▸ **求められる内容**
以下のレコードの「sample」を「example」に更新し、それ以外は一切変えずに全行を書き直してもらえますか？

▸ **対象レコード**
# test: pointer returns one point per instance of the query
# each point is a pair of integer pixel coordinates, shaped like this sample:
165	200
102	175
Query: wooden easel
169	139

▸ **出力全文**
# test: pointer returns one point per instance of the query
# each point is a pair of integer pixel coordinates, shaped like this example:
165	200
102	175
Query: wooden easel
169	139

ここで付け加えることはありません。